### EXERCISE INPUT
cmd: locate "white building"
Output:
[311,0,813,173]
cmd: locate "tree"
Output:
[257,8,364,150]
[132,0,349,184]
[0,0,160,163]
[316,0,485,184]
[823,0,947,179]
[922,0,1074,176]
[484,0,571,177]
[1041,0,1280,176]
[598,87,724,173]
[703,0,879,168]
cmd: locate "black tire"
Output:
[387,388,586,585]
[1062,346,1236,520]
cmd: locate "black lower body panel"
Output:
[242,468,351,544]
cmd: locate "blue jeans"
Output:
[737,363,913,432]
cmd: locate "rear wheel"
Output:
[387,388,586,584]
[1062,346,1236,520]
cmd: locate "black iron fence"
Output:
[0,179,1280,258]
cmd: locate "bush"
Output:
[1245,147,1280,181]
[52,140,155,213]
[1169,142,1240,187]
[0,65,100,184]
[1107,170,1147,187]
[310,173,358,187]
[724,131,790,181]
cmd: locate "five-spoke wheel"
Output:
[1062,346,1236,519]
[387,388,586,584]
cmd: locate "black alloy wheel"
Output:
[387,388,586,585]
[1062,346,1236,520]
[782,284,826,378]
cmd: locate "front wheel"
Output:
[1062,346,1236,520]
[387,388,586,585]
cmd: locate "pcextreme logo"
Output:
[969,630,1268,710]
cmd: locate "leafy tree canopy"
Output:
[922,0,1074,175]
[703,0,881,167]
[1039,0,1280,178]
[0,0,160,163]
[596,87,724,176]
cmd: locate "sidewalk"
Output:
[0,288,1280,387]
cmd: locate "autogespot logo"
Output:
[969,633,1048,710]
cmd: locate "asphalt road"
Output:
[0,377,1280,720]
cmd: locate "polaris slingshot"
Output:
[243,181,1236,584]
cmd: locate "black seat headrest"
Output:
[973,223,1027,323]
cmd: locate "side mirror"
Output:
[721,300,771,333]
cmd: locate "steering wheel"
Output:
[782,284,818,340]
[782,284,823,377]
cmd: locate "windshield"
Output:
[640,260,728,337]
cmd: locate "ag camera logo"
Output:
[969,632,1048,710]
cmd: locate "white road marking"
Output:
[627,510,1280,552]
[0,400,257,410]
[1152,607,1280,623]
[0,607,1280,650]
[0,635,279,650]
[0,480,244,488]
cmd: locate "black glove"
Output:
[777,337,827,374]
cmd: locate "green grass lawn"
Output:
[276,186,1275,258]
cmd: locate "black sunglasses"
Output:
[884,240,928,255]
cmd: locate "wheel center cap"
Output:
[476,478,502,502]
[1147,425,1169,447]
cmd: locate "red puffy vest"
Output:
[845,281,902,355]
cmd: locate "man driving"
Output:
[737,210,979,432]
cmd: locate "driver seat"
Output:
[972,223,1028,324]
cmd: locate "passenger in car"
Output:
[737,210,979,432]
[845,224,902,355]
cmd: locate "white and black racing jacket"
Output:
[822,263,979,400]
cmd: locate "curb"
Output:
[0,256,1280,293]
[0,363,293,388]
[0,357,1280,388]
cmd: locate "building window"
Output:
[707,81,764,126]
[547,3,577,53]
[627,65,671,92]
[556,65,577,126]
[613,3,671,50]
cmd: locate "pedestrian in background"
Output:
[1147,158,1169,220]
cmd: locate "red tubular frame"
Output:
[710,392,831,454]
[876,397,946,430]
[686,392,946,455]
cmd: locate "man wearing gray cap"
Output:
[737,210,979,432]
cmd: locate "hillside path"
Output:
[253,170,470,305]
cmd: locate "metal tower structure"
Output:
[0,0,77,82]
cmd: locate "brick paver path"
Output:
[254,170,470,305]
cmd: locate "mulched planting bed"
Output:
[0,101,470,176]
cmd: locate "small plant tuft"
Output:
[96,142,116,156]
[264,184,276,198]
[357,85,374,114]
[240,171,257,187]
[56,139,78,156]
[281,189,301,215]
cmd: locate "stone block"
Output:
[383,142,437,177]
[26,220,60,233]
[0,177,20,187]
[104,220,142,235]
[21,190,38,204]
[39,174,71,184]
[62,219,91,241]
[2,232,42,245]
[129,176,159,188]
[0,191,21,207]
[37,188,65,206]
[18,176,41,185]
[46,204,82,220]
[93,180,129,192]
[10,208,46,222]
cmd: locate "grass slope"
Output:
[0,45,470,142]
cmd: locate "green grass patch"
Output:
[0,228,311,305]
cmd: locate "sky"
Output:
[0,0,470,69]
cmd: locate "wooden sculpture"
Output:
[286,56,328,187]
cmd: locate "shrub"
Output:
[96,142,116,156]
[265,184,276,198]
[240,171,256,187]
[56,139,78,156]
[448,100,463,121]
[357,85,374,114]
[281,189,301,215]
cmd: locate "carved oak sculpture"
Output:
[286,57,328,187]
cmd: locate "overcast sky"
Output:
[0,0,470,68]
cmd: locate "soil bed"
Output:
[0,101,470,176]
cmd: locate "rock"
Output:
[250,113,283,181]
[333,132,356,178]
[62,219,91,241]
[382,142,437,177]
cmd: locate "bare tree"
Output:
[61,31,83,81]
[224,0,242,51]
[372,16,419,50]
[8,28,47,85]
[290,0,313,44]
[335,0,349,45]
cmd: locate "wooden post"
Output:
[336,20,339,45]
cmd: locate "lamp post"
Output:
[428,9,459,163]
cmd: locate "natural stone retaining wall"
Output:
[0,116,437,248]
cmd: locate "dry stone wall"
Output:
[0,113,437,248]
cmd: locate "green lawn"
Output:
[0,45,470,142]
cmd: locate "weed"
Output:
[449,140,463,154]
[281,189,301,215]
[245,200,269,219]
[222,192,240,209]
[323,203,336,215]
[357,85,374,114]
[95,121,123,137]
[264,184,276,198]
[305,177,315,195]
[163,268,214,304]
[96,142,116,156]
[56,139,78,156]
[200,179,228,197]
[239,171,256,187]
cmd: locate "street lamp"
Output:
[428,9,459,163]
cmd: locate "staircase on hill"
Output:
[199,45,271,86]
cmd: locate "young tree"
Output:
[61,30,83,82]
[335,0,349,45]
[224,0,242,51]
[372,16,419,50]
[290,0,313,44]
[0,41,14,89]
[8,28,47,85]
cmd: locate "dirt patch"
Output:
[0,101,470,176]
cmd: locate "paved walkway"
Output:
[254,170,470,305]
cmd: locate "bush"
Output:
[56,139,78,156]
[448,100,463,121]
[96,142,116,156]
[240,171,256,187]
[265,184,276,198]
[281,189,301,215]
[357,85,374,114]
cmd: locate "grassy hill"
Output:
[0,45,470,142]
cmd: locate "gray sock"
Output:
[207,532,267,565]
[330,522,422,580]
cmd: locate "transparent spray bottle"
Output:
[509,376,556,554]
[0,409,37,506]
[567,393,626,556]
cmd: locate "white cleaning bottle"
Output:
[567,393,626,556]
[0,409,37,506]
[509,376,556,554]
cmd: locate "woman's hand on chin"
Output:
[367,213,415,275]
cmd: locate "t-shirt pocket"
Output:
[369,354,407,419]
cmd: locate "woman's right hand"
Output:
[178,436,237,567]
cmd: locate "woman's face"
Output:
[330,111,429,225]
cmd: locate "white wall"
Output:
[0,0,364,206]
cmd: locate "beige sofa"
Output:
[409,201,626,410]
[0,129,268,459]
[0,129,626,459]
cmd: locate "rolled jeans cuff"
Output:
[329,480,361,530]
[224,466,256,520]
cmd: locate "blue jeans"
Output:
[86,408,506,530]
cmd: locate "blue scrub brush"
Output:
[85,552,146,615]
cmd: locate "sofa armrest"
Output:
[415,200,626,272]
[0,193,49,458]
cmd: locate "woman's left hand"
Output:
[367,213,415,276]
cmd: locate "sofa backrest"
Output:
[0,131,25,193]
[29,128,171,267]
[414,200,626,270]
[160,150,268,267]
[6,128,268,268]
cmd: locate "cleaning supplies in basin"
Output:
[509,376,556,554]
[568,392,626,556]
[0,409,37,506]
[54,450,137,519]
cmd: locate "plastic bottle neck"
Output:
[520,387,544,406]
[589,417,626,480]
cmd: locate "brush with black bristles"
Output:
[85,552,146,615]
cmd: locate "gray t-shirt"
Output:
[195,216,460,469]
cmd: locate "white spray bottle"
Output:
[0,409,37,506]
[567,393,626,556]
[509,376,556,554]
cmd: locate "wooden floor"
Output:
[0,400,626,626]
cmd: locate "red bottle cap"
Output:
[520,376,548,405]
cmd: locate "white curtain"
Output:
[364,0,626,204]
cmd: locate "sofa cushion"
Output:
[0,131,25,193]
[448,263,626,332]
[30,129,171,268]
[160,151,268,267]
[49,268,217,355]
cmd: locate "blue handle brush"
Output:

### PROMPT
Could you copy out, unchanged, the part of the listing that opens with its first line and closes with the line containing "[703,0,879,168]", including both of those lines?

### OUTPUT BELOW
cmd: locate "white building"
Output:
[311,0,813,173]
cmd: locate "tree"
Output:
[257,8,364,150]
[132,0,349,184]
[0,0,160,163]
[316,0,485,184]
[823,0,947,179]
[922,0,1074,176]
[484,0,571,177]
[1041,0,1280,176]
[598,87,724,173]
[703,0,879,168]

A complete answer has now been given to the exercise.